-- Material shown --
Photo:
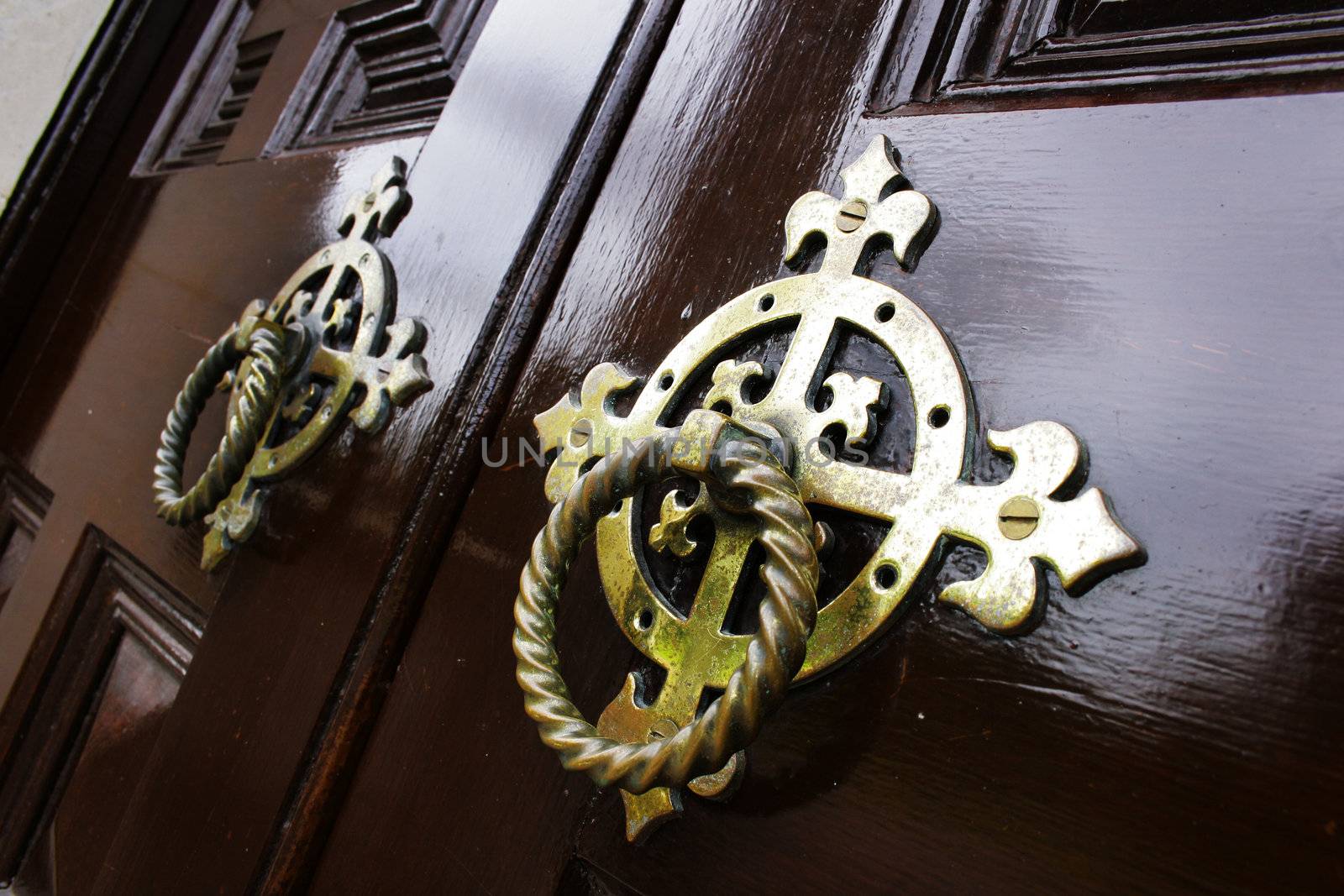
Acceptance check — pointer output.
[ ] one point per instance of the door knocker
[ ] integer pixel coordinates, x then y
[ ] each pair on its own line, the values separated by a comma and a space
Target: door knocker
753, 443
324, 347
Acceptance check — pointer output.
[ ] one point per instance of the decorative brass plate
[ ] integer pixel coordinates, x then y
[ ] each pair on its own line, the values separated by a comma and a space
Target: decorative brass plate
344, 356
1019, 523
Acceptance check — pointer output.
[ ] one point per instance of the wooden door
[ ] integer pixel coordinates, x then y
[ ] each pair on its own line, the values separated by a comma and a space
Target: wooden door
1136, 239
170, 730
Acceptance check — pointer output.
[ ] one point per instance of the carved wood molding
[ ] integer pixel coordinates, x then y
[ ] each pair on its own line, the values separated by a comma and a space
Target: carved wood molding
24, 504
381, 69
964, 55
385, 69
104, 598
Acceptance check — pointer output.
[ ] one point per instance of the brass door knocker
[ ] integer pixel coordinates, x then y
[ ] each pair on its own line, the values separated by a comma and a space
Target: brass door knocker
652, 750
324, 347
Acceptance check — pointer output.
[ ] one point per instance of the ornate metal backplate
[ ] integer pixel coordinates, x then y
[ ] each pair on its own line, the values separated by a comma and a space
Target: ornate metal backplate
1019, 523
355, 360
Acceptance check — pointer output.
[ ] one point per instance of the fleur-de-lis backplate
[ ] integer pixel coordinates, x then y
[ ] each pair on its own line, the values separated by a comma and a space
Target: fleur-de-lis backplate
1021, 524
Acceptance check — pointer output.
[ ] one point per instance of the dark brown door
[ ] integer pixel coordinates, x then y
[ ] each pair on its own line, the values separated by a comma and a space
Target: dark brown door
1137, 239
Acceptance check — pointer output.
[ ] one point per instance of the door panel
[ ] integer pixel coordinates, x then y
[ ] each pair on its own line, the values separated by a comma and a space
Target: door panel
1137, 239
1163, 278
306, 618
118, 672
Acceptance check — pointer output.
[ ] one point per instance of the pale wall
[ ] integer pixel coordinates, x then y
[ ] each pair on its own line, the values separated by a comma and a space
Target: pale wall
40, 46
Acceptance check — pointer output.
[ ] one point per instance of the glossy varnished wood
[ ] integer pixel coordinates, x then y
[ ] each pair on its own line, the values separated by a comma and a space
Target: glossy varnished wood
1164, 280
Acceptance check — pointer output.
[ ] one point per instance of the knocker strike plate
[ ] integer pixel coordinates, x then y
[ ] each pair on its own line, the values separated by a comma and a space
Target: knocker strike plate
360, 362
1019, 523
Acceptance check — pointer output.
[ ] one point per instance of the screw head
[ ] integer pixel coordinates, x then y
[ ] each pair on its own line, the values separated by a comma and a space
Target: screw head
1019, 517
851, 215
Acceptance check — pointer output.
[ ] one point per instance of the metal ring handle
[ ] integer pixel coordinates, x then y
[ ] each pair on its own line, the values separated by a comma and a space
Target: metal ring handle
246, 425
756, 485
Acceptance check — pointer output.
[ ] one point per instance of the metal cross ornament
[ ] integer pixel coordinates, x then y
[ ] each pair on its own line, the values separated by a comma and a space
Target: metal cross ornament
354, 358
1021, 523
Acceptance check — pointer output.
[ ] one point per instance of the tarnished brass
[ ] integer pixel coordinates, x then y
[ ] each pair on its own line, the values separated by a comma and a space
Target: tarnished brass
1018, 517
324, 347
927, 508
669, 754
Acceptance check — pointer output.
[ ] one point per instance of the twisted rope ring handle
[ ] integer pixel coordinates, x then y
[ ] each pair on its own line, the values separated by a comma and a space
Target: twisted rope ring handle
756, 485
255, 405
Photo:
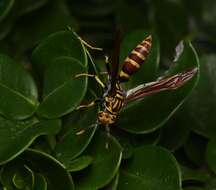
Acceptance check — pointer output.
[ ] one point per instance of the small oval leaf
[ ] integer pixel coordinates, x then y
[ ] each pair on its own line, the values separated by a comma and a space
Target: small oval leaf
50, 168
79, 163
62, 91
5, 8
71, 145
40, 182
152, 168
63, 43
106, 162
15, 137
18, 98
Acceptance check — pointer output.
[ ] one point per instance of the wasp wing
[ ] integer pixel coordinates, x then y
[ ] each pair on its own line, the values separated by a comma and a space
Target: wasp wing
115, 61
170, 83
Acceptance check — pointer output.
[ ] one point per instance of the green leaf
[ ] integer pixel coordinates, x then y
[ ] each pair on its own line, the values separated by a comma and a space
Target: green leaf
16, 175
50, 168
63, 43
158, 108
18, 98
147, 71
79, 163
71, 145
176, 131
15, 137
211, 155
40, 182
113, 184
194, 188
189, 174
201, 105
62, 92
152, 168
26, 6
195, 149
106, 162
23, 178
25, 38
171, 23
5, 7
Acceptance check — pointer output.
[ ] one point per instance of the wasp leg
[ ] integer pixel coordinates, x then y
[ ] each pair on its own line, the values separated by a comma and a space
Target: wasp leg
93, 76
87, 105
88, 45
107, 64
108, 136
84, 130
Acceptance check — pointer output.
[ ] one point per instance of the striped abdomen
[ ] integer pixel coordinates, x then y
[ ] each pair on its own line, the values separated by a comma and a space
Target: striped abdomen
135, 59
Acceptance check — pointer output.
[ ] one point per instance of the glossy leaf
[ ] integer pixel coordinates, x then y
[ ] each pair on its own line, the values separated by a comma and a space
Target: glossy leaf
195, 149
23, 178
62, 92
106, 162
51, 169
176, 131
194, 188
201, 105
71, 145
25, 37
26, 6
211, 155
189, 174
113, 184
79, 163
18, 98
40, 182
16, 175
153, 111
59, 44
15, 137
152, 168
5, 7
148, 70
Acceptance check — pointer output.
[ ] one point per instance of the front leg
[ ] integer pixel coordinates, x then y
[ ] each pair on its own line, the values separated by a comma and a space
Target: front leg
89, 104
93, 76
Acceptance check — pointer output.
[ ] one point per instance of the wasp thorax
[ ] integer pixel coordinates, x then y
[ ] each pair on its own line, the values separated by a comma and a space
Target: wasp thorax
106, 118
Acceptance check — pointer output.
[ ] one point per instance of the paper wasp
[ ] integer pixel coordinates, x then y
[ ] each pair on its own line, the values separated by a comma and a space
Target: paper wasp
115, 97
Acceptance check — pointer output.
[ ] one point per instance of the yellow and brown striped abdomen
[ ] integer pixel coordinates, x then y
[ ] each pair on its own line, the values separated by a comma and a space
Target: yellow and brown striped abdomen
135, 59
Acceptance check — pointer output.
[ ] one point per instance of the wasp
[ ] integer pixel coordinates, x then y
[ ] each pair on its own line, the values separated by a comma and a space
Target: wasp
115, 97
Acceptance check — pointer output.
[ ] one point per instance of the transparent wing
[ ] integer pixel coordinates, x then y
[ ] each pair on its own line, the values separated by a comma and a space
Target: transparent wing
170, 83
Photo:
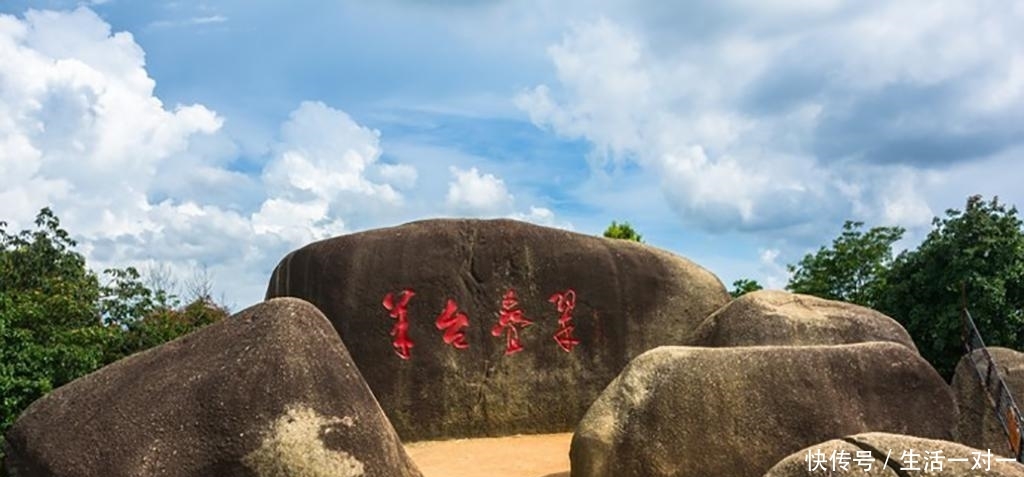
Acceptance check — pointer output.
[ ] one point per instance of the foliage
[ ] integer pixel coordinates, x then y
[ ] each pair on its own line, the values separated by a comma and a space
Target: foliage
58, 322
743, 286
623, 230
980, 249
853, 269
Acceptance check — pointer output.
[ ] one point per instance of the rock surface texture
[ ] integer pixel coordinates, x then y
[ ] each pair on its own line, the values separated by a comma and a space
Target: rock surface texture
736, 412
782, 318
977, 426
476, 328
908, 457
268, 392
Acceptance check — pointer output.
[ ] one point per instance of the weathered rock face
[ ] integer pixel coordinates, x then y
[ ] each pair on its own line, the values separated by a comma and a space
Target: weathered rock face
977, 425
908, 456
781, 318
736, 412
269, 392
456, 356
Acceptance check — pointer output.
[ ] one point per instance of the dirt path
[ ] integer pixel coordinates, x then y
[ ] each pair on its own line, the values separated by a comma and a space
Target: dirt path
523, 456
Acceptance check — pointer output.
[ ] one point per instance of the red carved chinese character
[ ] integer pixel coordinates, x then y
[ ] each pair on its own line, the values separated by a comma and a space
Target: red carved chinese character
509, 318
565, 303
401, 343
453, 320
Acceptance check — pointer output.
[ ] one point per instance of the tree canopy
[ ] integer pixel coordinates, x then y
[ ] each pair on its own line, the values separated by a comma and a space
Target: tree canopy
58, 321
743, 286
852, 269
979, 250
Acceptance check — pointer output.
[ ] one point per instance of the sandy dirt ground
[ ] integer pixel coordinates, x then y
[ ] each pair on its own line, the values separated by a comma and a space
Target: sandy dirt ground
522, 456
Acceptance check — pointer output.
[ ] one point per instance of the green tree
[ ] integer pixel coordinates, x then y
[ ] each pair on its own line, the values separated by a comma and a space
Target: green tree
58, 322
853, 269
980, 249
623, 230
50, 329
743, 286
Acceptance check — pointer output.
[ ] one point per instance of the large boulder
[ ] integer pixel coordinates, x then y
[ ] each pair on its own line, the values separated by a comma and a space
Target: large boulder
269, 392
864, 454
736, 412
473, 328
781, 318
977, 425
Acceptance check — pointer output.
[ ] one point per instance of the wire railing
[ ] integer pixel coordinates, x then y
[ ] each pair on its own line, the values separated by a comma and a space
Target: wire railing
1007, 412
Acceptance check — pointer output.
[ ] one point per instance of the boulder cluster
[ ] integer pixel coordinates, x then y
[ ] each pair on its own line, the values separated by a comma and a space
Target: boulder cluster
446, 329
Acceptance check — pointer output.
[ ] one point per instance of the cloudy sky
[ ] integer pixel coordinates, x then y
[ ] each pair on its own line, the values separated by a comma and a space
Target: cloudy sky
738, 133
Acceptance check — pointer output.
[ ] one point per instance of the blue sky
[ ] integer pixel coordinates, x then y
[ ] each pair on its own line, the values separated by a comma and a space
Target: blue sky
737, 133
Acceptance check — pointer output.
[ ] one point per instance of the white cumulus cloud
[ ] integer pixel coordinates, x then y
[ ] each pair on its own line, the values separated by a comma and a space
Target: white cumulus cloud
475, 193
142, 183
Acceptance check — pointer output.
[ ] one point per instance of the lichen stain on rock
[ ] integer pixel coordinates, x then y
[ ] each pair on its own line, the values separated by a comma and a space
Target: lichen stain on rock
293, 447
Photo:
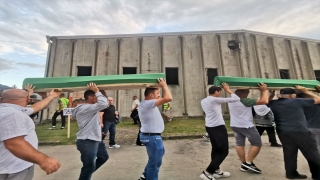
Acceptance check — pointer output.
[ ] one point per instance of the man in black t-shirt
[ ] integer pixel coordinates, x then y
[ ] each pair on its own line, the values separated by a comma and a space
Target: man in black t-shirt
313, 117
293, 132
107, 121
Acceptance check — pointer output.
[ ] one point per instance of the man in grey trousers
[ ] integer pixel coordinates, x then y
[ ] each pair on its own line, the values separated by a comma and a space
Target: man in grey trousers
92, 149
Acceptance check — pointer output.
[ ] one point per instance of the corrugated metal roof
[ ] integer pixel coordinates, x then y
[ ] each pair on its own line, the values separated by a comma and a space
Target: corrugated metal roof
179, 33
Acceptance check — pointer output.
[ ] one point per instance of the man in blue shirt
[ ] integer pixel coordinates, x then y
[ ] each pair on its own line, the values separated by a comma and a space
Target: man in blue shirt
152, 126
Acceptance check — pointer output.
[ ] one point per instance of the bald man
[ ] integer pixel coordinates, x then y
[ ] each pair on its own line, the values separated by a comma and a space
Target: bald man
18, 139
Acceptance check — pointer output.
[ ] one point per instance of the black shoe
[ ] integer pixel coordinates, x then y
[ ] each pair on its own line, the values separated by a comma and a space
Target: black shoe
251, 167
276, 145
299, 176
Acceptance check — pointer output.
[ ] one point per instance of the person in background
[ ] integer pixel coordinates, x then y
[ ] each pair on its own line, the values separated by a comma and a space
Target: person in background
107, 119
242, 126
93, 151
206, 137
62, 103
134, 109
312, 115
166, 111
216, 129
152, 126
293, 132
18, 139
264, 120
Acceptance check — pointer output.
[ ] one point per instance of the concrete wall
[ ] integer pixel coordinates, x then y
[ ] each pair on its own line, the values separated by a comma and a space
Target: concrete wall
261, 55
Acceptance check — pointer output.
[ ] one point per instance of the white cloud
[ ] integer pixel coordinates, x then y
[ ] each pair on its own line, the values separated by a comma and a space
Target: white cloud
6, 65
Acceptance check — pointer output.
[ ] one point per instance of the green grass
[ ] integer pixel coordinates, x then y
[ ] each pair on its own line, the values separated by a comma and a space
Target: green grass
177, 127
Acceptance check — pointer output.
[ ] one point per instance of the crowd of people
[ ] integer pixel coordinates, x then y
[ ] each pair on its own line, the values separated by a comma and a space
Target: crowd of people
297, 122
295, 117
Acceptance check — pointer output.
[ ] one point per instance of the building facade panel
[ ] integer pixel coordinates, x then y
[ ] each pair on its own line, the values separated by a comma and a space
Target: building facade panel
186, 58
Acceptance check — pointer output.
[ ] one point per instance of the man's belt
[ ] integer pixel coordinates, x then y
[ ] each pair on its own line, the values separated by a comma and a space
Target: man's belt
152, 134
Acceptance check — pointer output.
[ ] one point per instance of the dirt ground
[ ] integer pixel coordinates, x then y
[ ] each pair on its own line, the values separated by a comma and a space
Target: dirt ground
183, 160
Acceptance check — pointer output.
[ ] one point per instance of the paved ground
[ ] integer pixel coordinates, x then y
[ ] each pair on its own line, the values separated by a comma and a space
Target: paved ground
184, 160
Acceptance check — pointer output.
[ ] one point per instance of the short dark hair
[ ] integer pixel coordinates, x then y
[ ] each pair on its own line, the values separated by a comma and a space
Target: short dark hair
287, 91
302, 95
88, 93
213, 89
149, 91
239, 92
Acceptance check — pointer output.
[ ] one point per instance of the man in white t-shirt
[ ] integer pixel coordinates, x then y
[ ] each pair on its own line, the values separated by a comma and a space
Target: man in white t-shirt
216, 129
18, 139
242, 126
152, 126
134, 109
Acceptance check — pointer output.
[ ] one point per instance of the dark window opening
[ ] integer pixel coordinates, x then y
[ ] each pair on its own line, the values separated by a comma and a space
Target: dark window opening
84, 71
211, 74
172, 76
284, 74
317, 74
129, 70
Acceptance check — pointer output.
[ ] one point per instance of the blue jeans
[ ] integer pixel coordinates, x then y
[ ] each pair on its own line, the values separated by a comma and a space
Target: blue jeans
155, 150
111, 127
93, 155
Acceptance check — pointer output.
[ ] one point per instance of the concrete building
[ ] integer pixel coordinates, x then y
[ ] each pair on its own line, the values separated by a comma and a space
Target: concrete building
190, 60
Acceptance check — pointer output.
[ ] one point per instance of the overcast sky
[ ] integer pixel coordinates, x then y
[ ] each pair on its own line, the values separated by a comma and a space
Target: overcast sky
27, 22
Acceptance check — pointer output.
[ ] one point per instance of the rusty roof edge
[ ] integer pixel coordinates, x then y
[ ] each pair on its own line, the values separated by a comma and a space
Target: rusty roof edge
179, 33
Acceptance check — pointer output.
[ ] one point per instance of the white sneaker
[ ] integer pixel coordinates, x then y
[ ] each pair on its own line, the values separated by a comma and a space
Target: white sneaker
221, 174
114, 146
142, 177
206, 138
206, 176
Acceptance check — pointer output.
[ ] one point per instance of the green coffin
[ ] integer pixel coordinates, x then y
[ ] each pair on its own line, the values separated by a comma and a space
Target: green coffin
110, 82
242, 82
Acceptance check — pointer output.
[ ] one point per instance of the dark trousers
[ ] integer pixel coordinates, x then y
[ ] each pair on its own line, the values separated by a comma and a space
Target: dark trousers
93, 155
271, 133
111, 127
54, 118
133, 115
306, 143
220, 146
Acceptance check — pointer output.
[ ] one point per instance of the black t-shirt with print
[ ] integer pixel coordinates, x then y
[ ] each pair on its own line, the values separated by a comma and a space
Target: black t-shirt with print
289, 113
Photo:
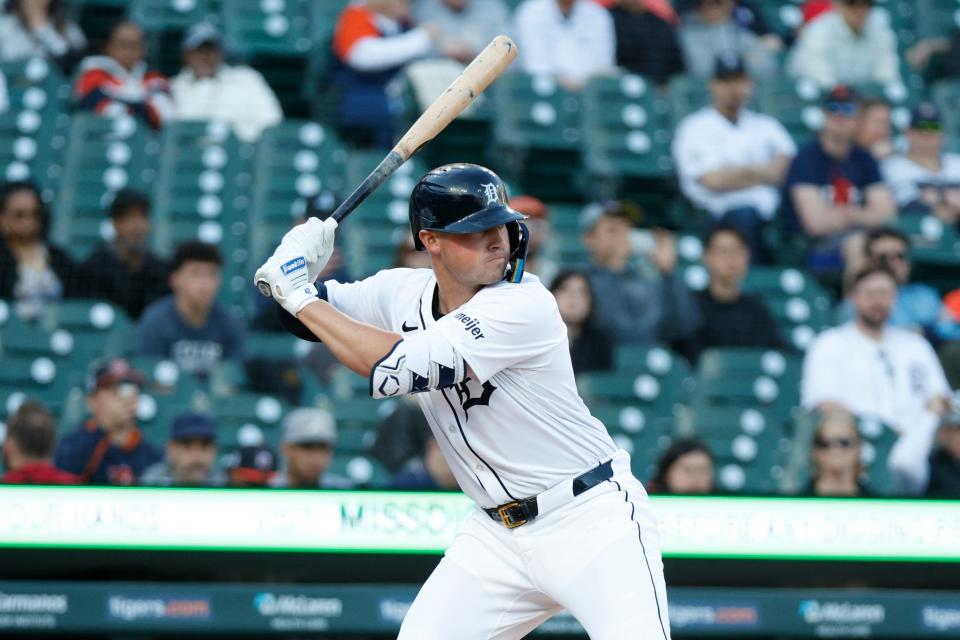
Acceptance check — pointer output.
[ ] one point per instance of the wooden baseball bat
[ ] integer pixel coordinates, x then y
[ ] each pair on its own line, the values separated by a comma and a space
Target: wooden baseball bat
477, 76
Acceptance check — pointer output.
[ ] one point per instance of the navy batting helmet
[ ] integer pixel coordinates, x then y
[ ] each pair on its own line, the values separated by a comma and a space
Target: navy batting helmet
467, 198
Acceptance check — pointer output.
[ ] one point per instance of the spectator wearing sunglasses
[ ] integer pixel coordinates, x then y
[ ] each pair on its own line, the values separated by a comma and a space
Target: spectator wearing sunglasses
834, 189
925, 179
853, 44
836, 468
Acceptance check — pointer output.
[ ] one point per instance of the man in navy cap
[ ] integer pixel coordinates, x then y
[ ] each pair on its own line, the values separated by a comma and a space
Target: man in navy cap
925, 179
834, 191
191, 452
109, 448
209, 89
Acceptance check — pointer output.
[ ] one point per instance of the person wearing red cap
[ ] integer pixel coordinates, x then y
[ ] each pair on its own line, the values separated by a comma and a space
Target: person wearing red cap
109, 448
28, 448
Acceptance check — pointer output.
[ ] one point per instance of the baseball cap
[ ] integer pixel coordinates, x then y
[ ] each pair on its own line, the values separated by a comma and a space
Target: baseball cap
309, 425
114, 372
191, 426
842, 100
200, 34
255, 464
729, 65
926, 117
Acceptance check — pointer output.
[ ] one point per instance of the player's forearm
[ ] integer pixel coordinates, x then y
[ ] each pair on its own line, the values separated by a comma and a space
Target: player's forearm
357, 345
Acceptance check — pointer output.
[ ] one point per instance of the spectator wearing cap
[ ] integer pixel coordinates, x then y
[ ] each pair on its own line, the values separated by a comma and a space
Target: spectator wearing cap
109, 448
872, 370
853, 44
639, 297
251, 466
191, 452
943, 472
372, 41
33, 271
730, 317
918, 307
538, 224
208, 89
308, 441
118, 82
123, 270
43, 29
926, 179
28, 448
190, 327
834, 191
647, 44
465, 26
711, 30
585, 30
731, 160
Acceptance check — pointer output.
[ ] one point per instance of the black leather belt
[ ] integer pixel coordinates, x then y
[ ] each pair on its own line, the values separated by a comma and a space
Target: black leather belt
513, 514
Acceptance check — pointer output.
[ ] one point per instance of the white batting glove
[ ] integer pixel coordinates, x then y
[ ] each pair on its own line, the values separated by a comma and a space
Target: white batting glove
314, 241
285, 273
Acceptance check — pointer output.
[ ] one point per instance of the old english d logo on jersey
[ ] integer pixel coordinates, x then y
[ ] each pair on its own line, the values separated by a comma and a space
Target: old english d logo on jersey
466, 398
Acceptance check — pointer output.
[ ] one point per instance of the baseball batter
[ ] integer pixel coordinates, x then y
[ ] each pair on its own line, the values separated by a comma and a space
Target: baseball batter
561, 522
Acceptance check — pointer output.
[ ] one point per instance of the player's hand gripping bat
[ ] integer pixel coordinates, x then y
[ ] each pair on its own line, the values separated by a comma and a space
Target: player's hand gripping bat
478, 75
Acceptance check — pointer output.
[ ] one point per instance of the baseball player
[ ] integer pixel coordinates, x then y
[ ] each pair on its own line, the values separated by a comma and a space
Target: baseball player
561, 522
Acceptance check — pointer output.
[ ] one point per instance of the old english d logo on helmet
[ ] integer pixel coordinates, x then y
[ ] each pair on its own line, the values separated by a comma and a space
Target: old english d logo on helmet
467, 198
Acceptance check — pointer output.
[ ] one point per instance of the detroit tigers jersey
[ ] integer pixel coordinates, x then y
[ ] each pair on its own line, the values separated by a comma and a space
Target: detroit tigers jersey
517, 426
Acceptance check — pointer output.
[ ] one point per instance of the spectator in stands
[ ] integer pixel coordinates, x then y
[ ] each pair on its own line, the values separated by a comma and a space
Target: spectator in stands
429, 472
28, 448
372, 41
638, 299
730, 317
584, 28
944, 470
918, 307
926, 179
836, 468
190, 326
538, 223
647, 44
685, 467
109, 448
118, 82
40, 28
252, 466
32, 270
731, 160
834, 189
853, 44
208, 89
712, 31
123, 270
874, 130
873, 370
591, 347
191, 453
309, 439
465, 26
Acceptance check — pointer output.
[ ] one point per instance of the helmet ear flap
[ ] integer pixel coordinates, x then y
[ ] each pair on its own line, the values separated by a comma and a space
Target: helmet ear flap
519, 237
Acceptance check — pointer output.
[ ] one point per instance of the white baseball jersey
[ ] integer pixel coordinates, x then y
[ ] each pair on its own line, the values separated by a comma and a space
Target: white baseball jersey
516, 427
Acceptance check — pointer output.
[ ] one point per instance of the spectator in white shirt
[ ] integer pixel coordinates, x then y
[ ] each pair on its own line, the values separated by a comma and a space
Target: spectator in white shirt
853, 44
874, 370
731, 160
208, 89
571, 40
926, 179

-- What to work on --
Pull from the records above each line that contains the word "paved", copying those lines in full. Case counts, so a match must have the same capital and lowercase letters.

-- Solution to the exercise --
[ ] one point per instance of the paved ground
Target: paved ground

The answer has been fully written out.